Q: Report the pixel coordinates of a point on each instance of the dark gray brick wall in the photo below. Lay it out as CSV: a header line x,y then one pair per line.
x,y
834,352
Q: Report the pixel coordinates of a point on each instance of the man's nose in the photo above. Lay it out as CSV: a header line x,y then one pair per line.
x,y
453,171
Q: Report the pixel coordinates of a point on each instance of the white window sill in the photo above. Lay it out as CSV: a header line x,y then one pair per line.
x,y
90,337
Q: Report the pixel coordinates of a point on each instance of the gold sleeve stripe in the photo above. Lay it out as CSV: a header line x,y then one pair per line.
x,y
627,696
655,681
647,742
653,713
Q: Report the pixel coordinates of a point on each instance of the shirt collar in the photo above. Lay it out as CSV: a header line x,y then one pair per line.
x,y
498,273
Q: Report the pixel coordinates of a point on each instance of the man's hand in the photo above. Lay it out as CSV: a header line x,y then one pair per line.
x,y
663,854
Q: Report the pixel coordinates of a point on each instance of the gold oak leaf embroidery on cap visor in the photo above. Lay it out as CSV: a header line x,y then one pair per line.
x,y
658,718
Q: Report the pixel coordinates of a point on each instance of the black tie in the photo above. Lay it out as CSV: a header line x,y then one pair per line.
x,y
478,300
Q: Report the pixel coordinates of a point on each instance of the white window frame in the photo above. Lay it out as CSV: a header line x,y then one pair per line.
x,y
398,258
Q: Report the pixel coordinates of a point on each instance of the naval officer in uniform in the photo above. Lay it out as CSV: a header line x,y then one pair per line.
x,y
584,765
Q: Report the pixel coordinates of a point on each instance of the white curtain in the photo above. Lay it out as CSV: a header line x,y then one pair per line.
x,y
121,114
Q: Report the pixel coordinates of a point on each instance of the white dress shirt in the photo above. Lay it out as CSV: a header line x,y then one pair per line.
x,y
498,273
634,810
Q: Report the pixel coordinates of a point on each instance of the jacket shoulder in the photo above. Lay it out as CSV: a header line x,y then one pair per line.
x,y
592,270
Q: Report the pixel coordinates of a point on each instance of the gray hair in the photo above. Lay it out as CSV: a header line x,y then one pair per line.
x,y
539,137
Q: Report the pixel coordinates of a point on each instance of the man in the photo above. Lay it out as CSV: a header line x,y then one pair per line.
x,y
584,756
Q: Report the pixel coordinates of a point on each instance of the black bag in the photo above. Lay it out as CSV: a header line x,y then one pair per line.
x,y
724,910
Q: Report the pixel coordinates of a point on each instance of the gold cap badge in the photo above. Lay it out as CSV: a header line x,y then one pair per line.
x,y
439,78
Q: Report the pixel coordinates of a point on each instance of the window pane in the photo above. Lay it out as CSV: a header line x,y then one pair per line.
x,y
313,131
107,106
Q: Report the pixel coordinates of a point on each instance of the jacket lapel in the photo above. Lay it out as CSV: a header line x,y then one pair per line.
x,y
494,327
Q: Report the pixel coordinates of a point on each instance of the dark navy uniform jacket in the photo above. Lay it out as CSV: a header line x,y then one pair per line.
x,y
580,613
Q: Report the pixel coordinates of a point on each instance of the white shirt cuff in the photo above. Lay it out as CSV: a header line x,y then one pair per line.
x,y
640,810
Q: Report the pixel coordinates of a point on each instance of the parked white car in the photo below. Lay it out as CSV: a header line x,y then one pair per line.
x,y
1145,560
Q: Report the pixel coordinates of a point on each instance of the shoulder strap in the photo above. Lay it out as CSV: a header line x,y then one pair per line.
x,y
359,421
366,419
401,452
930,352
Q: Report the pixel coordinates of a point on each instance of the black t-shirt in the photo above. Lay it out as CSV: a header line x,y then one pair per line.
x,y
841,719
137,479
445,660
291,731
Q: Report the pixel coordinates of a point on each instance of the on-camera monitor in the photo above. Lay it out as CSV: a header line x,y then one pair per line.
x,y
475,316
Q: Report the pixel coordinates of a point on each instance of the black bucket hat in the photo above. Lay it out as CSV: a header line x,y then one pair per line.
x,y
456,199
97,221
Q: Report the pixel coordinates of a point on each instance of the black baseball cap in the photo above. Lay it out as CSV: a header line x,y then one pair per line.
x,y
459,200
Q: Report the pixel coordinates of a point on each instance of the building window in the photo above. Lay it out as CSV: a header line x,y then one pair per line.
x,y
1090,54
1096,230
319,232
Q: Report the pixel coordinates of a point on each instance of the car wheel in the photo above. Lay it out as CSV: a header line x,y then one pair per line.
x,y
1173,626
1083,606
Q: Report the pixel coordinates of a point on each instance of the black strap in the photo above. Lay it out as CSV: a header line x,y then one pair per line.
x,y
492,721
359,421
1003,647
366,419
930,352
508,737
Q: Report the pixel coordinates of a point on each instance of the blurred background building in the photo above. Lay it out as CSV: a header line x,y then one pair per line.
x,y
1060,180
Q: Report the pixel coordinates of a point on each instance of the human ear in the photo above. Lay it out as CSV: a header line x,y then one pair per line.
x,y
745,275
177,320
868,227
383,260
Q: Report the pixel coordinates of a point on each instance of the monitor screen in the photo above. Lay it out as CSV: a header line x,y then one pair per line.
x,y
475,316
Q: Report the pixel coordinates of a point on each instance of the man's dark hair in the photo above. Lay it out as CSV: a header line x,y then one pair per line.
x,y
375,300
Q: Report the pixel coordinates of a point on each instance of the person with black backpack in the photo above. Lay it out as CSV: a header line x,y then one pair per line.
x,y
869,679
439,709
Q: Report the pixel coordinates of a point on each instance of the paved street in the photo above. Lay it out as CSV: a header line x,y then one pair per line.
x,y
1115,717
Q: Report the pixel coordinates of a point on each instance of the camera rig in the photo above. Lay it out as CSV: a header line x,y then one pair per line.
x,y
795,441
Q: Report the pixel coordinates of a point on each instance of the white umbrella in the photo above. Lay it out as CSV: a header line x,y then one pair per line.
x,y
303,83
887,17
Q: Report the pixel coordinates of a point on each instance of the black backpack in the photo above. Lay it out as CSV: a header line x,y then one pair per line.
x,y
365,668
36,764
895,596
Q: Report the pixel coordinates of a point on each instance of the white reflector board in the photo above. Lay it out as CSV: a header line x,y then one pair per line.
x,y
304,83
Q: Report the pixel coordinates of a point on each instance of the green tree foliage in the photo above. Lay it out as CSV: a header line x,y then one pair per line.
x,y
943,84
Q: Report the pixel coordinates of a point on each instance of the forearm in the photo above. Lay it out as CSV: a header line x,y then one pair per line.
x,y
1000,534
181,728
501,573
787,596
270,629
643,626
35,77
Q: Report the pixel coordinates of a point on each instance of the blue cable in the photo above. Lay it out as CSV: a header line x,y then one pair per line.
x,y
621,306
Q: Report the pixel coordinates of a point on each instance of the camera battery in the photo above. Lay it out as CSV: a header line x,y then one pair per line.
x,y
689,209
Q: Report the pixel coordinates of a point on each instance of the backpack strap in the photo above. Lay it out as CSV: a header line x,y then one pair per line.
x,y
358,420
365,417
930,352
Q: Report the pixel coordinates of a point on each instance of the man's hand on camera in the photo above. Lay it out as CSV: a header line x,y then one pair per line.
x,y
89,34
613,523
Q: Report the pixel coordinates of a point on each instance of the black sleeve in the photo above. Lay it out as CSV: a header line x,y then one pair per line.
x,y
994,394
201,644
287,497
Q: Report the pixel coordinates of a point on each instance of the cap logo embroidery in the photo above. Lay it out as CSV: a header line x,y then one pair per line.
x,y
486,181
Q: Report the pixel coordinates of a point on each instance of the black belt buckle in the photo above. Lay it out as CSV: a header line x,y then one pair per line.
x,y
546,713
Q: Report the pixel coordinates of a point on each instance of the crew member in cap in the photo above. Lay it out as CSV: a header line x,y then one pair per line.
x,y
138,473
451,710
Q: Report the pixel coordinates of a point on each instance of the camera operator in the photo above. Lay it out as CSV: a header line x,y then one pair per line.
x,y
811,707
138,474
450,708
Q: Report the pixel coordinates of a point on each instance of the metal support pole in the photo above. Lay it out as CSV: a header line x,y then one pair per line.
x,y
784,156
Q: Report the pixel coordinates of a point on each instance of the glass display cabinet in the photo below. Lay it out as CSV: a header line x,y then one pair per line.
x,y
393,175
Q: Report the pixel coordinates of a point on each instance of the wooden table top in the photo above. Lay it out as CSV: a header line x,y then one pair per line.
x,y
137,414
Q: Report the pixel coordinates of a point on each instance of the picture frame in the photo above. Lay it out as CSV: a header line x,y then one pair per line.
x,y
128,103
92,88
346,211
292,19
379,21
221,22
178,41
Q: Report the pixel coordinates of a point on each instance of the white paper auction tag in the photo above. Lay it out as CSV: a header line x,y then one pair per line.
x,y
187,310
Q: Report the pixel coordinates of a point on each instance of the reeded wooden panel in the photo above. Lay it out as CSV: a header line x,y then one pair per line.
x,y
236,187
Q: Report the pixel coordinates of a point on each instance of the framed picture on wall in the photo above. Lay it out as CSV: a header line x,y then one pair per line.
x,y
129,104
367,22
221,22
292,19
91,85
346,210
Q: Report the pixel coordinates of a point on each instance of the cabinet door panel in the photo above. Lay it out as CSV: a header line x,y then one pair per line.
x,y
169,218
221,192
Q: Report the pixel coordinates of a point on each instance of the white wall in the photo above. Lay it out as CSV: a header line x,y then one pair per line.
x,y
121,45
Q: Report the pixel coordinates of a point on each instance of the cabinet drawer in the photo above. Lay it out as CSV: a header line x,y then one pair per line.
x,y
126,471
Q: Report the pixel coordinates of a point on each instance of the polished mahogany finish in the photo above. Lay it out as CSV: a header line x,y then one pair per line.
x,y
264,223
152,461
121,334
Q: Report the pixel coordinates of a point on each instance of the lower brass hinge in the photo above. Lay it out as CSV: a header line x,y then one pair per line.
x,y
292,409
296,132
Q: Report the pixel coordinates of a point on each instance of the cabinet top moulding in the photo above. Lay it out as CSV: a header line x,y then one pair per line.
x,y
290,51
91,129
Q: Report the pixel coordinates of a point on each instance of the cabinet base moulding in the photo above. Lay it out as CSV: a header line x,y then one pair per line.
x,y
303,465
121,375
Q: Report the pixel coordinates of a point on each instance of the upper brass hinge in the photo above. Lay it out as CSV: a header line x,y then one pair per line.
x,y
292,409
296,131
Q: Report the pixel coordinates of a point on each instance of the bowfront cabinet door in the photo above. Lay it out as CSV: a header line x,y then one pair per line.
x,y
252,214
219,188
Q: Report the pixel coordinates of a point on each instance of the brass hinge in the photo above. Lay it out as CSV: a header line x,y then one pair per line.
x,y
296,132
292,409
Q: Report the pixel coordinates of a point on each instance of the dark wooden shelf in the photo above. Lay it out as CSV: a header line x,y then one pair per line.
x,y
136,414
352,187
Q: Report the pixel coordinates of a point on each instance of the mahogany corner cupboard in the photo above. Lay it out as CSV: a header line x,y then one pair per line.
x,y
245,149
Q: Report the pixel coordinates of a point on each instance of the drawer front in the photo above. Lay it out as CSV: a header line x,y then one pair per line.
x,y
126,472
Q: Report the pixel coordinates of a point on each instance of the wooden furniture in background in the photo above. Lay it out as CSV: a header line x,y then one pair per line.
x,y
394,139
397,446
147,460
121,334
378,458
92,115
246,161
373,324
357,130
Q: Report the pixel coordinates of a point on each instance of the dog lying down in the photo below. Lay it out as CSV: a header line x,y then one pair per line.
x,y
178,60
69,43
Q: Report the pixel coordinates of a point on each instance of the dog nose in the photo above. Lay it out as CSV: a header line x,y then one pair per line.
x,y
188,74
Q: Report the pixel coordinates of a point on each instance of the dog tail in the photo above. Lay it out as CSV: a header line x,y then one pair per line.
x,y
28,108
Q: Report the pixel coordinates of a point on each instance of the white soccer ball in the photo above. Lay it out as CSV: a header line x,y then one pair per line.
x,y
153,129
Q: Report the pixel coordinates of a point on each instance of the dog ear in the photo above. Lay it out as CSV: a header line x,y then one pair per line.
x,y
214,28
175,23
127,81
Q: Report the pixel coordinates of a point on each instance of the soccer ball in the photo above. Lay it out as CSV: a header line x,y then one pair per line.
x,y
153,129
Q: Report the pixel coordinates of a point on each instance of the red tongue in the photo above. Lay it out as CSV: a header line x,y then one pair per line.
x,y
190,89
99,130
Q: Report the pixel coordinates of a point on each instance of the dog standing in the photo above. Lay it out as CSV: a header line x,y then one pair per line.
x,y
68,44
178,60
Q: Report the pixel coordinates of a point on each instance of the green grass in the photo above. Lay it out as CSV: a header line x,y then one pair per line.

____________________

## Set problem
Copy word for word everything from the line holding "the red tongue" through the last line of the rows above, both ends included.

## Result below
Q: Report the pixel coordinates of a point on each instance of the red tongue in the photo above. Lay it out as CSV: a header line x,y then one pair per line.
x,y
190,89
99,130
Q: Report the pixel coordinates of a point on each instance of the dog standing in the photo above. Lay it out as CSV: a header line x,y then one pair per line.
x,y
68,44
178,60
Q: Report the pixel coordinates of a point on each instance of the green grass in the photo above. Lay it out as CSV: a header line x,y then one pair per line.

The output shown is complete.